## Data extract
=====

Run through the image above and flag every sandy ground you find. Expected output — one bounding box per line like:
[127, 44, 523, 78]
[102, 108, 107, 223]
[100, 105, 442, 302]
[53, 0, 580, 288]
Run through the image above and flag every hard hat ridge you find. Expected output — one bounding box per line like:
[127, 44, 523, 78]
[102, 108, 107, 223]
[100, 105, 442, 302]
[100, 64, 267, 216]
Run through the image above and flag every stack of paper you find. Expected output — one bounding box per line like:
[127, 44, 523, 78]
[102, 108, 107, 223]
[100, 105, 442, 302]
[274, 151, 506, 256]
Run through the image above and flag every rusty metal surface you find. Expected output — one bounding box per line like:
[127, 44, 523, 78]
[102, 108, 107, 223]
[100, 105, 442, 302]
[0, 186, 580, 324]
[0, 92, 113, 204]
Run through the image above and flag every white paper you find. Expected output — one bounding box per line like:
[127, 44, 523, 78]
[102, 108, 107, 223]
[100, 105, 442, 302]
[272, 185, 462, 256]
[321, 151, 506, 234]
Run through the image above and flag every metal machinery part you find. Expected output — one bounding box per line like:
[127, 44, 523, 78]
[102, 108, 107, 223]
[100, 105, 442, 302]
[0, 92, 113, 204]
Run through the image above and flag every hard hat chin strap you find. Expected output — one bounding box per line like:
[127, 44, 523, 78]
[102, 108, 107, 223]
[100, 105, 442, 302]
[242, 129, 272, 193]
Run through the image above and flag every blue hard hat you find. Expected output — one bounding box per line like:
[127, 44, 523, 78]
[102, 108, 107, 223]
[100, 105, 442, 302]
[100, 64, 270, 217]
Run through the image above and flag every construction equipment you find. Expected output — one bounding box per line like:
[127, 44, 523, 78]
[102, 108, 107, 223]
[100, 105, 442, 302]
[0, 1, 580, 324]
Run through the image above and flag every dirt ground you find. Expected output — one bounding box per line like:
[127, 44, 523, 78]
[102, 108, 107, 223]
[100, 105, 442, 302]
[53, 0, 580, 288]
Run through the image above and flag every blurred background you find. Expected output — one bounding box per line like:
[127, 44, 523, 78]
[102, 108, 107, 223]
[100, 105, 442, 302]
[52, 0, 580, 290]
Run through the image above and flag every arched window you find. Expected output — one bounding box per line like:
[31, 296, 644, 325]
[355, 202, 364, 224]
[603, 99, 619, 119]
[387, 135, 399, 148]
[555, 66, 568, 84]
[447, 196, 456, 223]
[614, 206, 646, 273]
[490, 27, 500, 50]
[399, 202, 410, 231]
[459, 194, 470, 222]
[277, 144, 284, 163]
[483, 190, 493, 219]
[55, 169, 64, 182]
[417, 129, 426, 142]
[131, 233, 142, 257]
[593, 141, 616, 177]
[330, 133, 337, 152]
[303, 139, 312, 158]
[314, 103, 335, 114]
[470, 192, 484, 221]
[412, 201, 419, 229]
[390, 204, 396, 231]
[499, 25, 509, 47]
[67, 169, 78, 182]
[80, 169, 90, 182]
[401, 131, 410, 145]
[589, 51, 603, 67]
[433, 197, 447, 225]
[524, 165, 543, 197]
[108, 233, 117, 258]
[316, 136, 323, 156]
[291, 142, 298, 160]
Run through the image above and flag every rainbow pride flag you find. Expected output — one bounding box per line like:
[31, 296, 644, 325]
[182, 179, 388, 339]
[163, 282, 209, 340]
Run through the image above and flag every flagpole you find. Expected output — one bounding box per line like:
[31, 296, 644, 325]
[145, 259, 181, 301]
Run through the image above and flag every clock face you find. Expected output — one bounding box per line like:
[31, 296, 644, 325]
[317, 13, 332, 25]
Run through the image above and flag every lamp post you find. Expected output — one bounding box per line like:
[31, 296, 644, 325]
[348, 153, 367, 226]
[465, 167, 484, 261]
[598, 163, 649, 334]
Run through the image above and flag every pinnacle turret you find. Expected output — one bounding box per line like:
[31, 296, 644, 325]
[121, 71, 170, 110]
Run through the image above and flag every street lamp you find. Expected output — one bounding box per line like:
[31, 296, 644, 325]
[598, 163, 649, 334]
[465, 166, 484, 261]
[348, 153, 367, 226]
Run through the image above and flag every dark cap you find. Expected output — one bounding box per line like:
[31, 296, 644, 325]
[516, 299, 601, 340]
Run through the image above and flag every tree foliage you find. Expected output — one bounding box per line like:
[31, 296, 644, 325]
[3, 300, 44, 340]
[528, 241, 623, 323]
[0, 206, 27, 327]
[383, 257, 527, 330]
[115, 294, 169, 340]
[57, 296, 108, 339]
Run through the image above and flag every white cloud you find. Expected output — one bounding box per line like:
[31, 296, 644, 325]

=====

## Requirements
Copy out all of the lines above word for word, with nothing changed.

## Exercise solution
Run through the image above and flag every sandy ground you find. Expected output — one bounding box per line like:
[127, 44, 523, 78]
[102, 108, 107, 223]
[100, 105, 442, 302]
[53, 0, 580, 288]
Run through the image above and flag every hard hat ridge you find. Expected output — one bounding box per line like:
[127, 44, 523, 78]
[102, 108, 107, 223]
[100, 105, 442, 302]
[100, 64, 267, 216]
Run through the image above and flag every stack of paper you find. Expected output — one bounding box per line like:
[127, 44, 523, 78]
[102, 108, 107, 223]
[100, 105, 442, 302]
[274, 151, 506, 256]
Run through the image above and flag every rusty metal surface you find. Expected output — one bounding box per line like:
[127, 44, 523, 78]
[102, 108, 107, 223]
[100, 105, 442, 302]
[0, 186, 580, 324]
[0, 92, 113, 204]
Run through the image above and flag every white paper you find. Expected output — one bounding box per line like:
[127, 44, 523, 78]
[102, 108, 107, 223]
[100, 105, 442, 302]
[272, 185, 462, 256]
[321, 151, 506, 234]
Run through the image above and flag every metal machinery part you find. Expected output — one bounding box per line like:
[127, 44, 523, 78]
[102, 108, 107, 223]
[100, 105, 442, 302]
[0, 92, 113, 204]
Run through the image above and flag every hard hat chin strap you find. Expected output — one bounding box per line like:
[127, 44, 523, 78]
[102, 108, 107, 223]
[100, 105, 442, 302]
[242, 129, 272, 193]
Run through the image above and flag every blue hard hat you find. Expected output — one bounding box per line like:
[127, 44, 523, 78]
[102, 108, 107, 223]
[100, 105, 442, 302]
[100, 64, 270, 217]
Run through the image above and flag every construction equipment you find. Expected output — one bounding box per line like:
[127, 44, 523, 78]
[102, 108, 107, 223]
[100, 105, 442, 302]
[0, 1, 580, 324]
Run through the image above and flag every dirt ground you find. Expected output — one bounding box per line like:
[127, 44, 523, 78]
[102, 108, 107, 223]
[100, 105, 442, 302]
[53, 0, 580, 288]
Run through the image above and flag every blurred background you find. Expected output — one bounding box per line like:
[127, 44, 523, 78]
[102, 108, 107, 223]
[100, 105, 442, 302]
[52, 0, 580, 290]
Run through the image above and flag every arched window you find. Expected output — one bounding box per line like:
[31, 296, 644, 325]
[355, 202, 364, 224]
[603, 99, 619, 119]
[387, 135, 399, 148]
[555, 66, 568, 84]
[447, 196, 456, 223]
[614, 206, 646, 273]
[490, 27, 500, 50]
[399, 202, 410, 231]
[459, 194, 470, 222]
[277, 144, 284, 163]
[483, 190, 493, 219]
[55, 169, 64, 182]
[417, 129, 426, 142]
[131, 233, 142, 257]
[593, 141, 616, 177]
[330, 133, 337, 152]
[303, 139, 312, 158]
[314, 103, 335, 114]
[470, 192, 484, 221]
[412, 201, 419, 229]
[390, 204, 396, 231]
[499, 25, 509, 47]
[67, 169, 78, 182]
[80, 169, 90, 182]
[401, 131, 410, 145]
[589, 51, 603, 67]
[433, 197, 447, 225]
[524, 165, 543, 197]
[108, 233, 117, 258]
[316, 136, 323, 156]
[291, 142, 298, 160]
Run through the image above and flag every rainbow pride flag you find. Expected output — one bounding box per line like:
[31, 296, 644, 325]
[182, 179, 388, 339]
[163, 282, 209, 340]
Run through the image above and flag every flagpole you find. Expected output — one bounding box per line like:
[31, 296, 644, 325]
[145, 259, 181, 301]
Run through the image above and flag every clock face you find. Expected output — one bounding box per line like:
[31, 296, 644, 325]
[317, 13, 332, 25]
Run through the image above and flag every lamp post you find. Expected output — one bounding box per line like:
[31, 296, 644, 325]
[348, 153, 367, 226]
[465, 167, 484, 261]
[598, 163, 649, 334]
Run through the image above and flag every pinnacle turret you find. Expected output — one bounding box per line like:
[31, 296, 644, 325]
[121, 71, 170, 110]
Run through the image above and flag every street lamp you find. Expected output — one bounding box per line like:
[31, 296, 644, 325]
[598, 163, 649, 334]
[465, 166, 484, 261]
[348, 153, 367, 226]
Run through the image above and flag every dark cap you find. Expected output — one bounding box per line like:
[31, 296, 644, 325]
[516, 299, 601, 340]
Run through the image above and flag every tree foliage you find. Expected output — one bounding box per line like:
[31, 296, 644, 325]
[3, 300, 44, 340]
[528, 241, 623, 323]
[0, 206, 27, 327]
[383, 257, 527, 330]
[115, 294, 169, 340]
[57, 296, 108, 339]
Run through the image above and flag every white cloud you find. Expected output — one bounding box per line like:
[31, 296, 644, 325]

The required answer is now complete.